**What you need to do:** Which lines run from the one containing "Every instance of the power" to the end of the entries? Quote them exactly, and nothing else.

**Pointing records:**
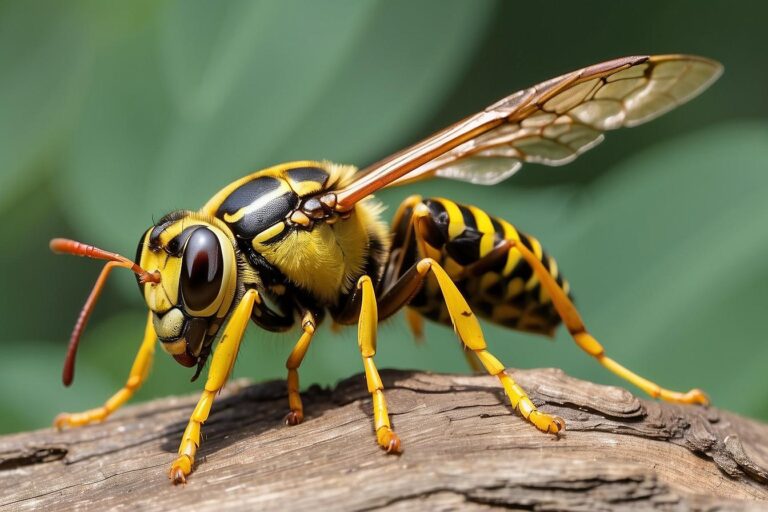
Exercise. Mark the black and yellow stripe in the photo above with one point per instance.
(507, 292)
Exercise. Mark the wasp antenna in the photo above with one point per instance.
(82, 320)
(66, 246)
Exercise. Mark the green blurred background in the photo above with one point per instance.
(114, 113)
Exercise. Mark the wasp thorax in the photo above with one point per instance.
(197, 262)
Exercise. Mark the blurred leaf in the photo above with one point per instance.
(41, 86)
(192, 100)
(667, 258)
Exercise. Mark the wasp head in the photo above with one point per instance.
(196, 261)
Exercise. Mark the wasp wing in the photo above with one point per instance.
(550, 123)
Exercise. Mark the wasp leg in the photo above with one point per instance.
(572, 320)
(221, 366)
(137, 376)
(296, 415)
(366, 340)
(468, 329)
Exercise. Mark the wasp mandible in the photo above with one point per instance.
(301, 240)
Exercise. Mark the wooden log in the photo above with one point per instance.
(464, 449)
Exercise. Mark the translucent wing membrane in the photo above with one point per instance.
(551, 123)
(567, 116)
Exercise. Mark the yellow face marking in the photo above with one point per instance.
(299, 217)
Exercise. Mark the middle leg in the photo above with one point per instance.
(467, 328)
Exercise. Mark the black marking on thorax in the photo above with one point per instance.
(282, 201)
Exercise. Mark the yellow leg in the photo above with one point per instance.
(221, 366)
(468, 329)
(137, 376)
(590, 345)
(366, 339)
(296, 415)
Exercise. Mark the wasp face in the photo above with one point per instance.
(197, 264)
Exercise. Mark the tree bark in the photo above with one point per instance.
(463, 448)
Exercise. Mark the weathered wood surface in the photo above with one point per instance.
(463, 449)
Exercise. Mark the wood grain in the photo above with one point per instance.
(464, 449)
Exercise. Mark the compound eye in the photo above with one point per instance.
(201, 270)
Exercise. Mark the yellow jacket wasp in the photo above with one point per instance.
(304, 239)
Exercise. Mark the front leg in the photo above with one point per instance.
(221, 366)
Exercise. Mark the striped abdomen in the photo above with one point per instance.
(506, 291)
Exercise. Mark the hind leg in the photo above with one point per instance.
(572, 320)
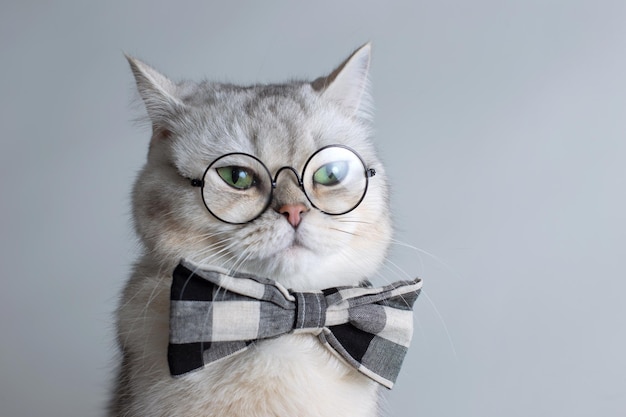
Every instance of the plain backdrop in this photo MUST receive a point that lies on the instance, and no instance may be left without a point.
(503, 128)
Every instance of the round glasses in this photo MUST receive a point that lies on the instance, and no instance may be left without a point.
(237, 188)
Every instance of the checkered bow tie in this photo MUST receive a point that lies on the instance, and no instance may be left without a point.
(214, 315)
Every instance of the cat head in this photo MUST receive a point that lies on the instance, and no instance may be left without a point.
(281, 125)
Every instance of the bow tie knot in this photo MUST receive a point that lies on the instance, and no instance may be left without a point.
(310, 310)
(214, 315)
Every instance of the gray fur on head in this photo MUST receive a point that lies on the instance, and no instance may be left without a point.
(282, 125)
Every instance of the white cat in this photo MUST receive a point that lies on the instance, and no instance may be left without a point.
(291, 241)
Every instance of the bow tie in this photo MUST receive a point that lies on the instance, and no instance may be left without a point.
(214, 315)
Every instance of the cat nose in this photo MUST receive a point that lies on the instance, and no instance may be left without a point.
(293, 212)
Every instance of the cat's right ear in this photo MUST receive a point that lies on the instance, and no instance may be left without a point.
(158, 93)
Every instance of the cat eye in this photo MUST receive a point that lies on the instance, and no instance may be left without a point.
(331, 174)
(237, 177)
(237, 187)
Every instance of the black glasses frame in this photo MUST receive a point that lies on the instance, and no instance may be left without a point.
(368, 172)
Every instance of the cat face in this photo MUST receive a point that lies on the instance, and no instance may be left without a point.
(282, 126)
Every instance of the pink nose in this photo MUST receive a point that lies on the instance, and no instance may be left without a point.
(292, 212)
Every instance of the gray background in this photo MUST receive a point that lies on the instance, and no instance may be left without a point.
(503, 126)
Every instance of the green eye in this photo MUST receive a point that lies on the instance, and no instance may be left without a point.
(237, 177)
(332, 173)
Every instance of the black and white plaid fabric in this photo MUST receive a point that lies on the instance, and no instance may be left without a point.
(214, 315)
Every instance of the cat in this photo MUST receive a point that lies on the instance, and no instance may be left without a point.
(291, 241)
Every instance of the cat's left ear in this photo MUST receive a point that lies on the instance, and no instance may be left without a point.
(348, 84)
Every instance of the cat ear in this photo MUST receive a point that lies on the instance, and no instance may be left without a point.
(348, 83)
(158, 93)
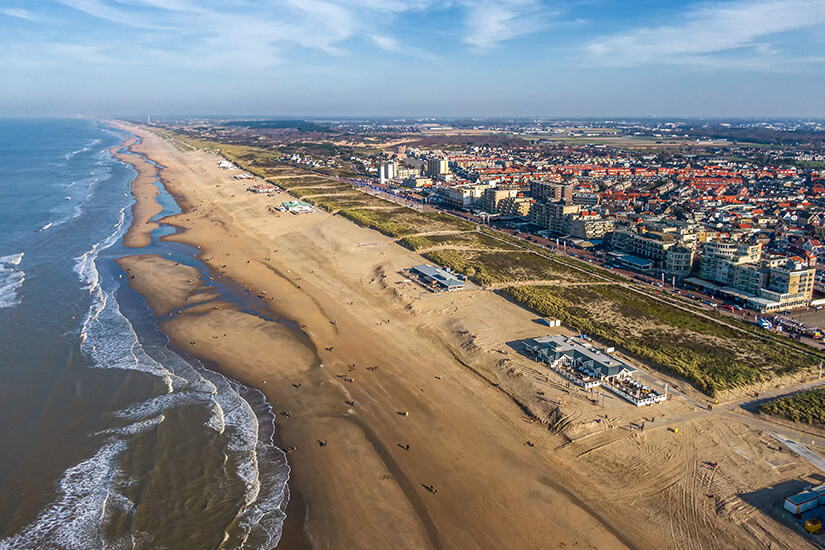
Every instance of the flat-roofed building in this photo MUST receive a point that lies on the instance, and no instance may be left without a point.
(439, 277)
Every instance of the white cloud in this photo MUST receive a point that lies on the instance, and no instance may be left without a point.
(708, 30)
(490, 22)
(392, 45)
(20, 13)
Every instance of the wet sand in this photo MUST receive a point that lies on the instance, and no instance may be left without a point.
(181, 284)
(357, 333)
(145, 193)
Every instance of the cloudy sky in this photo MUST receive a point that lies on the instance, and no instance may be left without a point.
(413, 57)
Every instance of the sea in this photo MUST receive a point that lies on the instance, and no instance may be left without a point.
(110, 437)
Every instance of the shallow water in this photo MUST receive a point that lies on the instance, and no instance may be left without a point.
(110, 438)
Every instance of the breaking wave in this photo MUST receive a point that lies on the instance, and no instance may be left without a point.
(90, 492)
(11, 279)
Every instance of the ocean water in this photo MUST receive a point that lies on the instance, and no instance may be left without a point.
(110, 437)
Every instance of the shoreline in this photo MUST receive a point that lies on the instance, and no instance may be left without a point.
(145, 192)
(395, 503)
(467, 436)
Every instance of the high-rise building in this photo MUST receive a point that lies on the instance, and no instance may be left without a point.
(437, 166)
(545, 191)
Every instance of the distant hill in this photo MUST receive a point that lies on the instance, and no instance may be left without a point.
(299, 125)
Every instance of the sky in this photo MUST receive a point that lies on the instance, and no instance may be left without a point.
(412, 58)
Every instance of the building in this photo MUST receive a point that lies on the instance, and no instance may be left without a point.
(652, 245)
(437, 166)
(590, 227)
(586, 199)
(718, 257)
(679, 261)
(438, 277)
(553, 348)
(493, 196)
(553, 216)
(515, 206)
(545, 191)
(768, 284)
(462, 196)
(584, 365)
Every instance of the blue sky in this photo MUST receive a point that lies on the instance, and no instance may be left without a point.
(603, 58)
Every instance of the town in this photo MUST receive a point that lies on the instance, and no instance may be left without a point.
(674, 276)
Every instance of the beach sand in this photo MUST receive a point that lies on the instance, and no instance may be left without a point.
(181, 284)
(145, 192)
(422, 370)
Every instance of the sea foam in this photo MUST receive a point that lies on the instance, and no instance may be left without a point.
(11, 280)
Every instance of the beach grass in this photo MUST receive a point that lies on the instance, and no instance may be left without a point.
(712, 356)
(807, 407)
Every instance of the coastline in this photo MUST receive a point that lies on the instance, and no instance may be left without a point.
(145, 192)
(467, 437)
(364, 489)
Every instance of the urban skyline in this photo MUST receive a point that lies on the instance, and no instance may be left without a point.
(368, 58)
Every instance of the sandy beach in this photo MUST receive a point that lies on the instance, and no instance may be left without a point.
(403, 435)
(145, 193)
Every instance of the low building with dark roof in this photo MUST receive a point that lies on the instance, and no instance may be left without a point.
(438, 277)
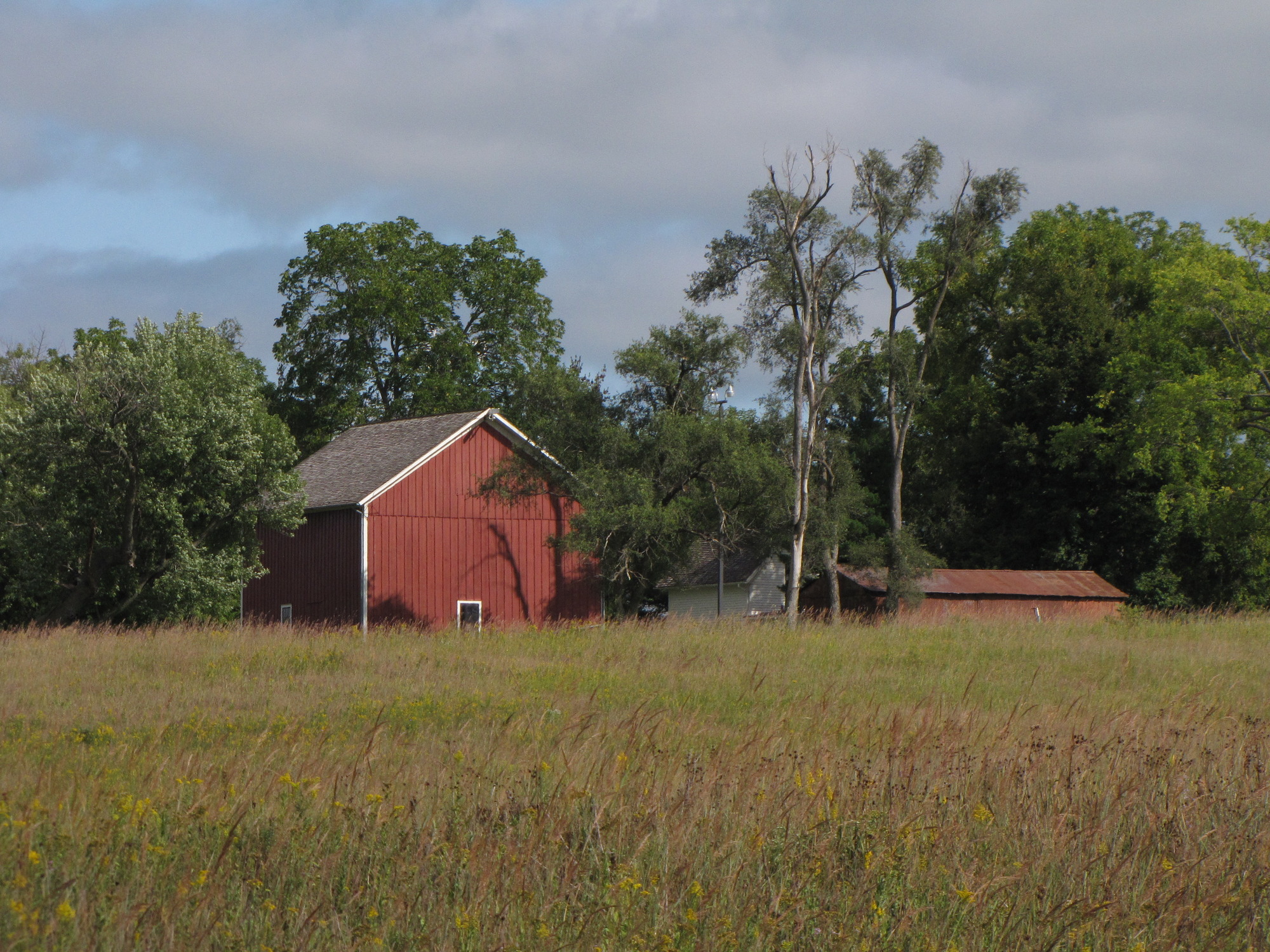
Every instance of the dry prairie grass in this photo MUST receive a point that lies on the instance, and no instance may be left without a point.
(638, 788)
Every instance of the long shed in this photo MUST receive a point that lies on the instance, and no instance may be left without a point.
(397, 531)
(999, 593)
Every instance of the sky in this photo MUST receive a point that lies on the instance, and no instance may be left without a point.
(171, 155)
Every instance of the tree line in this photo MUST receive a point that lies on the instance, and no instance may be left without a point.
(1083, 390)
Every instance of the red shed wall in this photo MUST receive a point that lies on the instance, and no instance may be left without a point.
(432, 541)
(318, 572)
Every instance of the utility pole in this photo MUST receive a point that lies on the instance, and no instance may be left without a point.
(719, 402)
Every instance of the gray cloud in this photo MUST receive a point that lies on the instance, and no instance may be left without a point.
(614, 138)
(49, 296)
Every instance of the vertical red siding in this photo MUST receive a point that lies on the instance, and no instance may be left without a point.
(432, 543)
(318, 572)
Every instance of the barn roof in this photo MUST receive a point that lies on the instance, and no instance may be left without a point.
(998, 582)
(703, 568)
(364, 461)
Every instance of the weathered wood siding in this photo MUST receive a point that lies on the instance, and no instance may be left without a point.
(432, 541)
(317, 572)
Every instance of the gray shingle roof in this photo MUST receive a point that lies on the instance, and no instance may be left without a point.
(361, 460)
(703, 568)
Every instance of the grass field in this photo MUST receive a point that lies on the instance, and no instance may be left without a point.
(639, 788)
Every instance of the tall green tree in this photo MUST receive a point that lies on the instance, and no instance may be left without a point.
(384, 322)
(669, 469)
(798, 263)
(135, 472)
(896, 201)
(1095, 404)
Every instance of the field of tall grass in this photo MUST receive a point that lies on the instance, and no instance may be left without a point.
(664, 786)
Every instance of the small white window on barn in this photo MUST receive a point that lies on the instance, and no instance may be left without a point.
(469, 615)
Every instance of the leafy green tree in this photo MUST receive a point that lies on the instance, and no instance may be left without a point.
(1095, 404)
(137, 470)
(798, 263)
(667, 469)
(895, 201)
(383, 322)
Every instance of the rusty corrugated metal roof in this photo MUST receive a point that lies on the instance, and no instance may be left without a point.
(998, 582)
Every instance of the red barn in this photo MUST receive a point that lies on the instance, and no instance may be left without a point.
(397, 531)
(996, 593)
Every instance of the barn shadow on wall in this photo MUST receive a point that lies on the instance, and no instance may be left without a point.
(505, 553)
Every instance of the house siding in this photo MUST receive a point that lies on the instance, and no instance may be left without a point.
(703, 601)
(317, 572)
(766, 592)
(434, 541)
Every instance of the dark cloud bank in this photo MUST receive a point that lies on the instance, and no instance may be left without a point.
(614, 138)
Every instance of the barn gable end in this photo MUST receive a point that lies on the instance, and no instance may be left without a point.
(434, 541)
(397, 531)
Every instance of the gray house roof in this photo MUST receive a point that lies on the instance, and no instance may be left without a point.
(364, 461)
(703, 568)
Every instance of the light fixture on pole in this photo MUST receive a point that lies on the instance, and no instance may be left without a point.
(719, 402)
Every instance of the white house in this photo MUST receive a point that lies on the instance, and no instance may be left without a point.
(751, 585)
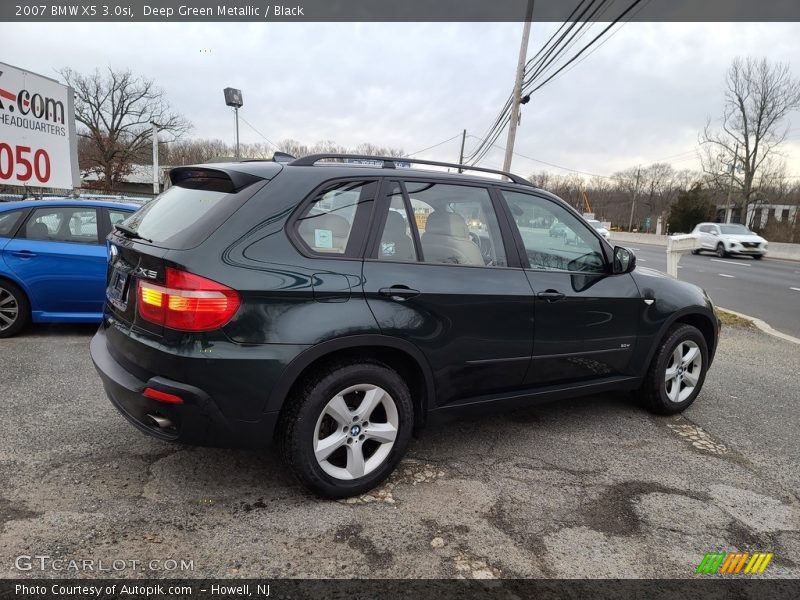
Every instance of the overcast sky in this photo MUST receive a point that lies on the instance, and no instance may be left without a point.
(642, 97)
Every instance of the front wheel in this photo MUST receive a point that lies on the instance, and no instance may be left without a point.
(346, 429)
(677, 373)
(15, 311)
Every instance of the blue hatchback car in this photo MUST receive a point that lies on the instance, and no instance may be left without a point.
(53, 260)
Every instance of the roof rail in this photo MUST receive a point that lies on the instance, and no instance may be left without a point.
(389, 163)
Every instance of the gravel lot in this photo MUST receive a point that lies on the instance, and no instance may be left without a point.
(587, 488)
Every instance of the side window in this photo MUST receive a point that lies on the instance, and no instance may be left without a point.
(397, 240)
(326, 225)
(457, 224)
(62, 224)
(8, 222)
(576, 248)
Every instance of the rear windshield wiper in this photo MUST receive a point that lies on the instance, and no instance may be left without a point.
(130, 233)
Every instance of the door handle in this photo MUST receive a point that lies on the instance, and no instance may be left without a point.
(550, 295)
(399, 292)
(23, 253)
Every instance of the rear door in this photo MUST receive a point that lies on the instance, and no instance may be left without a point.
(438, 275)
(59, 256)
(586, 318)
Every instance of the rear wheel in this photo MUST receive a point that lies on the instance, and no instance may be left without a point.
(15, 310)
(677, 372)
(347, 427)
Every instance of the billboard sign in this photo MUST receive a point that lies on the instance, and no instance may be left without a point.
(38, 145)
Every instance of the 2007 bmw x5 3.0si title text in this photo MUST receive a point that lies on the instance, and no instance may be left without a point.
(337, 307)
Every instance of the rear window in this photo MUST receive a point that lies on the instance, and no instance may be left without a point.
(8, 222)
(186, 214)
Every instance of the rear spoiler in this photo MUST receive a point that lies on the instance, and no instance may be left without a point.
(212, 179)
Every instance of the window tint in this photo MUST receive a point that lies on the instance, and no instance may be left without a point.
(326, 224)
(397, 240)
(173, 212)
(735, 230)
(63, 224)
(457, 224)
(575, 248)
(117, 216)
(8, 222)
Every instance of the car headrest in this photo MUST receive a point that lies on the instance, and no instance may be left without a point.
(395, 226)
(446, 223)
(339, 226)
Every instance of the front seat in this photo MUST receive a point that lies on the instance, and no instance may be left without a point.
(395, 243)
(446, 240)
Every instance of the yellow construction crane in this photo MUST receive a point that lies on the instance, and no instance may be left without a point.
(587, 207)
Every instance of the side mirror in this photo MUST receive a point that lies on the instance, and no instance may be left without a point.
(624, 260)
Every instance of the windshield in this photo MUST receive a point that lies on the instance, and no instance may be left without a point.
(735, 230)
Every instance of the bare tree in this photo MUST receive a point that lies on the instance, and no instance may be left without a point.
(758, 98)
(116, 110)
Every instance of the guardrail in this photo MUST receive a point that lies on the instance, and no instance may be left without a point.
(778, 250)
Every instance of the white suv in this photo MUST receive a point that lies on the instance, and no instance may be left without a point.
(729, 238)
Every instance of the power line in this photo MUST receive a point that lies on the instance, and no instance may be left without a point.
(435, 145)
(597, 37)
(544, 63)
(544, 162)
(507, 106)
(258, 132)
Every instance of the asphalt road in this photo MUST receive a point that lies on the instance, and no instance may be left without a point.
(767, 289)
(586, 488)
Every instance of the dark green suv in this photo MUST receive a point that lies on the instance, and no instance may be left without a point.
(337, 307)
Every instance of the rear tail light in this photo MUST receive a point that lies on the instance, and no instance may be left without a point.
(187, 302)
(155, 394)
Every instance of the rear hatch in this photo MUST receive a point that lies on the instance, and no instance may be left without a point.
(140, 274)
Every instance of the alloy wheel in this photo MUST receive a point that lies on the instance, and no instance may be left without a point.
(9, 309)
(356, 431)
(683, 371)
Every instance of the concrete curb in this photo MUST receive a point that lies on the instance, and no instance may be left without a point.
(764, 326)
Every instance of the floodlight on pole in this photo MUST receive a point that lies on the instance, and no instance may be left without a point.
(233, 97)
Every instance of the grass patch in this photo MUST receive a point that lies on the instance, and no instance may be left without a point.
(731, 320)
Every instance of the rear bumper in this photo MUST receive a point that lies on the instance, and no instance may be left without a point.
(196, 421)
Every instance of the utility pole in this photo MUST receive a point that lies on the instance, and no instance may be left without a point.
(730, 185)
(517, 95)
(156, 186)
(461, 154)
(633, 202)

**Complete response:**
Every instance of the power line in this photo MUST receive a point that lies on the instance, and no instance may be left without a point.
(435, 145)
(597, 37)
(544, 63)
(544, 162)
(507, 106)
(258, 132)
Every instance of the asphalt road in this photo MUST receive a point that lies on the instance, and no instance may be left without a point.
(767, 289)
(586, 488)
Every instance of the dark green suv in this photo MUST receive a point that lies on the instance, and no instance may be left without a point.
(337, 307)
Every instance of the rear tail light in this photo MUST receive a point that lies on the instance, and no instance may be left without a point.
(187, 302)
(155, 394)
Every instance of the rear hatch in this photo MUST receive a point that lies on the instance, and no instance may be left without a point.
(140, 274)
Every instance of the alloy wheel in this photo MUST receive a point that lies on the instance, and no instance may be left without a point.
(9, 309)
(356, 431)
(683, 371)
Every instance of the concrete curb in this photo MUST receive a point that lies on the instance, and no instance may be left without a point.
(764, 326)
Every instance of the floodlight on pole in this photo MUST receive a point that lies on the instance, and no instance may be left without a point.
(233, 97)
Every instance of the grass patch in this photo MUST receive a point that lies on the instance, and no instance may be left without a point.
(731, 320)
Every instance of the rear bumper in this photo MUST receive a point that lies on the instance, and no instance may be left without a point.
(196, 421)
Every instance of the utility pole in this photo MUST receive a point that lies on the instance, and no instance may be left without a point.
(730, 185)
(517, 95)
(156, 186)
(461, 154)
(633, 202)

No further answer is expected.